For example in the following subquery:
(L1, L2) IN (SELECT A, B FROM T WHERE T.F1>OTER_FIELD)
set of references to look into the subquery cache is (L1, L2, OTER_FIELD).
The subquery cache should be implemented as simple LRU connected to the subquery.
Size of the subquery cache (in number of results (but maybe in used memory
amount)) is limited by session variable (query parameter?).
HIGH-LEVEL SPECIFICATION:
Attach subquery cache to each Item_subquery. Interface should allow to use hash
or temporary table inside.
To check/discuss:
-----------------
* Do we put subquery cache on all levels of subqueries or on highest level only
* Will there be any means to measure subquery cache hit rate?
* MySQL-6.0 has a one-element predicate result cache. It is called "left
expression cache", grep for left_expr_cache in sql/item_subselect.*
When this WL is merged with 6.0's optimizations, these two caches will
need to be unified somehow.
<contents>
1. Scope of the task
2. Data structure used for the cache
3. Cache size
4. Interplay with other subquery optimizations
5. User interface
</contents>
1. Scope of the task
--------------------
This WL should handle all subquery predicates, i.e. it should handle these
cases:
outer_expr IN (SELECT correlated_select)
outer_expr $CMP$ ALL/ANY (SELECT correlated_select)
EXISTS (SELECT correlated_select)
scalar-context subquery: (SELECT correlated_select)
The cache will maintain
(outer_expr, correlation_references)-> subquery_item_result
mapping, where
- correlation_references is a list of tablename.column_name that are referred
from the correlated_select but tablename is a table that is ouside the
subquery.
- subquery_item_result is 'bool' for subquery predicates, and is of
some scalar or ROW(scalar1,...scalarN) type for scalar-context subquery.
We dont support cases when outer_expr or correlation_references are blobs.
2. Data structure used for the cache
------------------------------------
There are two data structures available in the codebase that will allow fast
equality lookups:
1. HASH (mysys/hash.c) tables
2. Temporary tables (the ones that are used for e.g. GROUP BY)
********************
Carry on writing the subquery cache specification from its final line. The material after this is not needed.

## Recorded information
********************
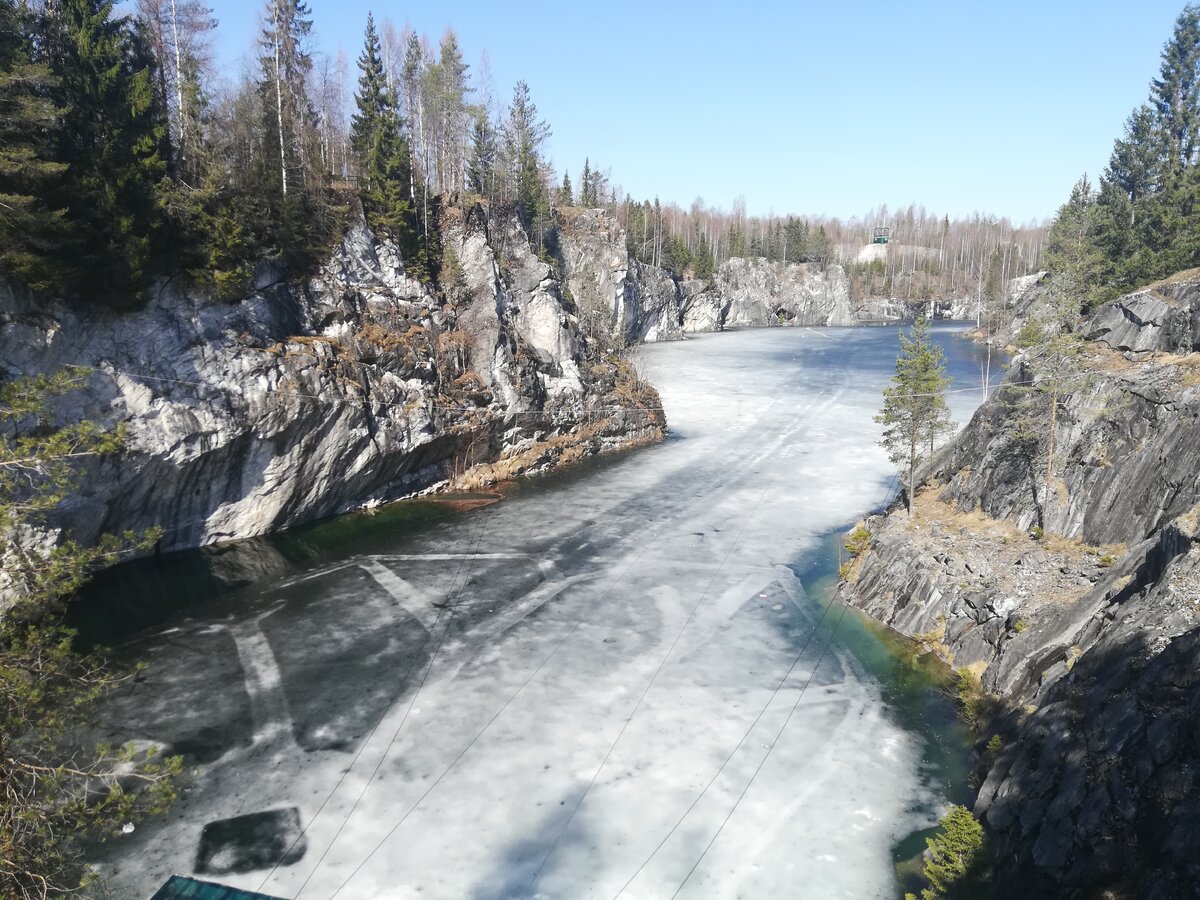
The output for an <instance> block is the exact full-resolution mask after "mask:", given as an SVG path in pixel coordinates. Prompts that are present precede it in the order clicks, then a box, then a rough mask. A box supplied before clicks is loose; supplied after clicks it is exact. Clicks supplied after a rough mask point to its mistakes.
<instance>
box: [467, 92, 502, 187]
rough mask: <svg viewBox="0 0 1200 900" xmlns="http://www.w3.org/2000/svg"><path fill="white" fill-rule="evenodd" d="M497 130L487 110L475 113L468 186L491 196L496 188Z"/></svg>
********************
## The answer
None of them has any support for element eviction on overflow (using LRU or
some other policy).
Query cache and MyISAM/Maria's key/page cache ought to support some eviction
mechanism, but code-wise it is not readily reusable, one will need to factor
it out (or copy it).
We choose to use #2, and not to have any eviction policy. See subsequent
sections for details and reasoning behind the decision.
3. Cache size
-------------
Typically, a cache has some maximum size and a policy which is used to
select a cache entry for removal when the cache becomes full (e.g. find
and remove the least [recently] used entry)
For this WL entry we will use a cache of infinite size. The reasoning behind
this is that:
- is is easy to do: we have temporary tables that can grow to arbitrarily
large size while still providing the same insert/lookup interface.
- it suits us: unless the subquery is resolved with one index lookup,
hitting the cache would be many times cheaper than re-running the
subquery, so cache is worth having.
4. Interplay with other subquery optimizations
----------------------------------------------
* This WL entry should not care about IN->EXISTS transformation: caching for
IN subquery and result of its conversion to EXISTS would work in the same
way.
* This optimization is orthogonal to <=>ANY -> MIN/MAX rewrite (it will
work/be useful irrespectively of whether the rewrite has been performed or
not)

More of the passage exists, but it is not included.